* Start RECORDS FOR THIS TASK *

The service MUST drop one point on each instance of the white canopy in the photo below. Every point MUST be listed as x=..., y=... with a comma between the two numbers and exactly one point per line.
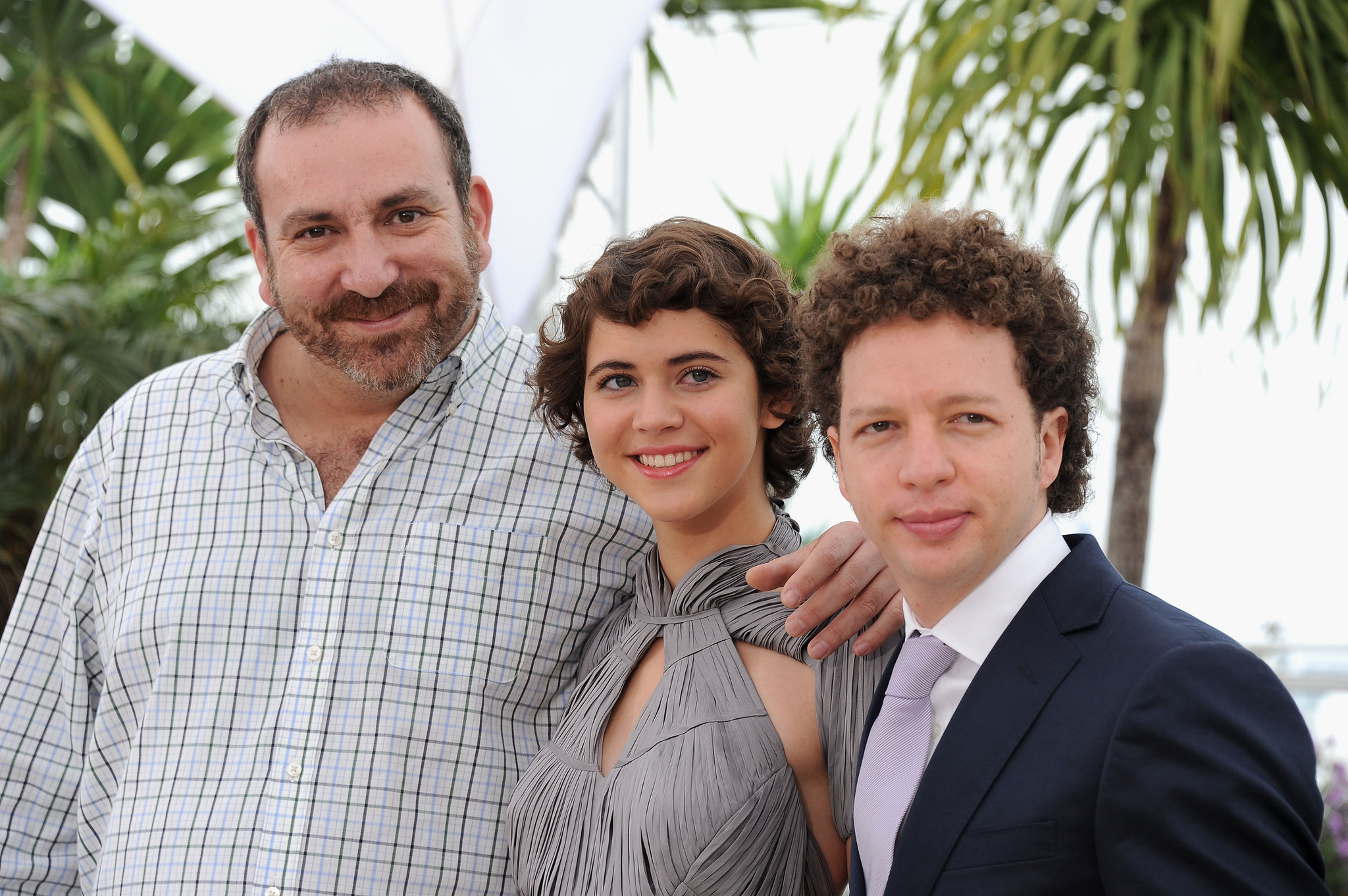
x=534, y=80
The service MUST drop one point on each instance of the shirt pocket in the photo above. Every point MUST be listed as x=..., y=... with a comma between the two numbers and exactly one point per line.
x=465, y=601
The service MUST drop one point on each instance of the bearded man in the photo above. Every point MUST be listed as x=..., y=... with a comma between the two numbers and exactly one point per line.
x=305, y=608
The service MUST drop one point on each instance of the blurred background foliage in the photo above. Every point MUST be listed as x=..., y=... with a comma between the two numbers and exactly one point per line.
x=122, y=239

* End RECORDS FOR THIS TASK *

» WRITTEN REQUEST
Reproduce all of the material above word for word, omitting the picture.

» RESULT FOR THIS TASK
The service MUST drop one point on each instance of the white canopy in the photo below. Every point MUST be listed as x=..., y=... with a comma between the two numbers and exactly one point per line.
x=534, y=80
The service MUST drop one point on each instance of the shirt pocket in the photo above. Every point MUST be listed as x=..., y=... with a comma between the two numbers and exactly one point per line.
x=465, y=601
The service MUST drop one point on each instance of the bearded man in the photo above. Every point MUST be listed as x=..., y=... with a comma between the two numbers and exactly one point per line.
x=305, y=608
The service MUST drop one point on each instance of the blurred background foliage in the photo above. Every point MUST be listed as x=..., y=... with a comma between the two numbers and exactly one point per line.
x=122, y=239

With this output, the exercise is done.